Object location annotation data
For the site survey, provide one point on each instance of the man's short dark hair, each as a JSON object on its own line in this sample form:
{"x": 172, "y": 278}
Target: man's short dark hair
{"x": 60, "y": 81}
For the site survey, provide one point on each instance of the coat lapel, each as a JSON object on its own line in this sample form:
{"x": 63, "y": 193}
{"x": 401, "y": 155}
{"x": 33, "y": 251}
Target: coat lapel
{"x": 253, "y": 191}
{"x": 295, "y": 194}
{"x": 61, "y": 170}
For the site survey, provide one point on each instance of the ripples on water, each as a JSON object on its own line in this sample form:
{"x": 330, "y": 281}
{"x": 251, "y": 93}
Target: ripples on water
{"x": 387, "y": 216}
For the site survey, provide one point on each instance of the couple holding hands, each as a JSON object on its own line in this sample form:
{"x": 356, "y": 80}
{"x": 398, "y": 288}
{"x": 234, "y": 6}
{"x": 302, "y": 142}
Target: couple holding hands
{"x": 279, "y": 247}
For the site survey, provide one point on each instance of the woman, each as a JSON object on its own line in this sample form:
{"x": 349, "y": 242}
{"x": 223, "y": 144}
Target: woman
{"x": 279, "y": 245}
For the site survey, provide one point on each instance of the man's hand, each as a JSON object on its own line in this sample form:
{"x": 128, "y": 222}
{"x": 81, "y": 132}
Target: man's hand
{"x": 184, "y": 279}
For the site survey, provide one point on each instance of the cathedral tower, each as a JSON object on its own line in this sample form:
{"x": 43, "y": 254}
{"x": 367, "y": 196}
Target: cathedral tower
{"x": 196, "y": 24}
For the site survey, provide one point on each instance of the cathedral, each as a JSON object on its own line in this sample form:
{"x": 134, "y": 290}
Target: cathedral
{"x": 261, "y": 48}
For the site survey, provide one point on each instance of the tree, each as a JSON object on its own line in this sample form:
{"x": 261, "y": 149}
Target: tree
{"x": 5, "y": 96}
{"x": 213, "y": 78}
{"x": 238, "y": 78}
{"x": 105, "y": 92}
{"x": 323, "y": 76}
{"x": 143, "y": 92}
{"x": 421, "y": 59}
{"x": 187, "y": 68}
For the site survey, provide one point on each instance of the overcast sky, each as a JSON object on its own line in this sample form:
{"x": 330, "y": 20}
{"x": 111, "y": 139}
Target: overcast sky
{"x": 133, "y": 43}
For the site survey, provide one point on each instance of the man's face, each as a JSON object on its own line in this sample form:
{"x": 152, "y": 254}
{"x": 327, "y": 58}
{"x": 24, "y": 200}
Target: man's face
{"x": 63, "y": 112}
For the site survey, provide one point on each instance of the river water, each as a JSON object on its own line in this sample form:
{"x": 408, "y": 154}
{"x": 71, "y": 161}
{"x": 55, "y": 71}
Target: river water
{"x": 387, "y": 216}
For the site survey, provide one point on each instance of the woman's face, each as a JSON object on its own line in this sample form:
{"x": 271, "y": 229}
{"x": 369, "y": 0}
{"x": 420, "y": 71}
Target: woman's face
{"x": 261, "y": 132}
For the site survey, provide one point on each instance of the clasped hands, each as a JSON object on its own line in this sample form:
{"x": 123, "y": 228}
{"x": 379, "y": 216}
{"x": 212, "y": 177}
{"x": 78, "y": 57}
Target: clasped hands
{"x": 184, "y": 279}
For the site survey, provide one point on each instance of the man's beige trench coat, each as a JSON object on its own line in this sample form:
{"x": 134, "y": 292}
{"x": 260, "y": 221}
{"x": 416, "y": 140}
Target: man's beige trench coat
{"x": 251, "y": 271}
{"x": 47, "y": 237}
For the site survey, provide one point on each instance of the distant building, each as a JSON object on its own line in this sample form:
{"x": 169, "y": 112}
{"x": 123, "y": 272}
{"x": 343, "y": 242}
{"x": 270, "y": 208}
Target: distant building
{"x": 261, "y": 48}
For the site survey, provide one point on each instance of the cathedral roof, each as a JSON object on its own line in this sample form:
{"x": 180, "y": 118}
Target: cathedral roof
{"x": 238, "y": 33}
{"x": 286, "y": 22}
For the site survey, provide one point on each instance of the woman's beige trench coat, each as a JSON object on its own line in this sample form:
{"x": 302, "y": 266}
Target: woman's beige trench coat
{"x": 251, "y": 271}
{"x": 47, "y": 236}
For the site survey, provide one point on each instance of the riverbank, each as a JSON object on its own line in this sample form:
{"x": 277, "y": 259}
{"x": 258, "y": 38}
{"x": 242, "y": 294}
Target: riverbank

Direction >> Reproduce the records starting at the line that contains "the woman's beige" and ending at the end of the records, requests included. Shift every coordinate in the answers by adding 97 to it.

The result >>
For the site survey, provide one point on each instance of the woman's beige trench coat, each as a JSON object on its own line in this sample form:
{"x": 302, "y": 266}
Target: woman's beige trench coat
{"x": 348, "y": 368}
{"x": 144, "y": 333}
For the site survey, provide one point on each instance of the riverbank, each as a JSON object on its own line in this sample form:
{"x": 277, "y": 259}
{"x": 258, "y": 38}
{"x": 242, "y": 294}
Target: riverbank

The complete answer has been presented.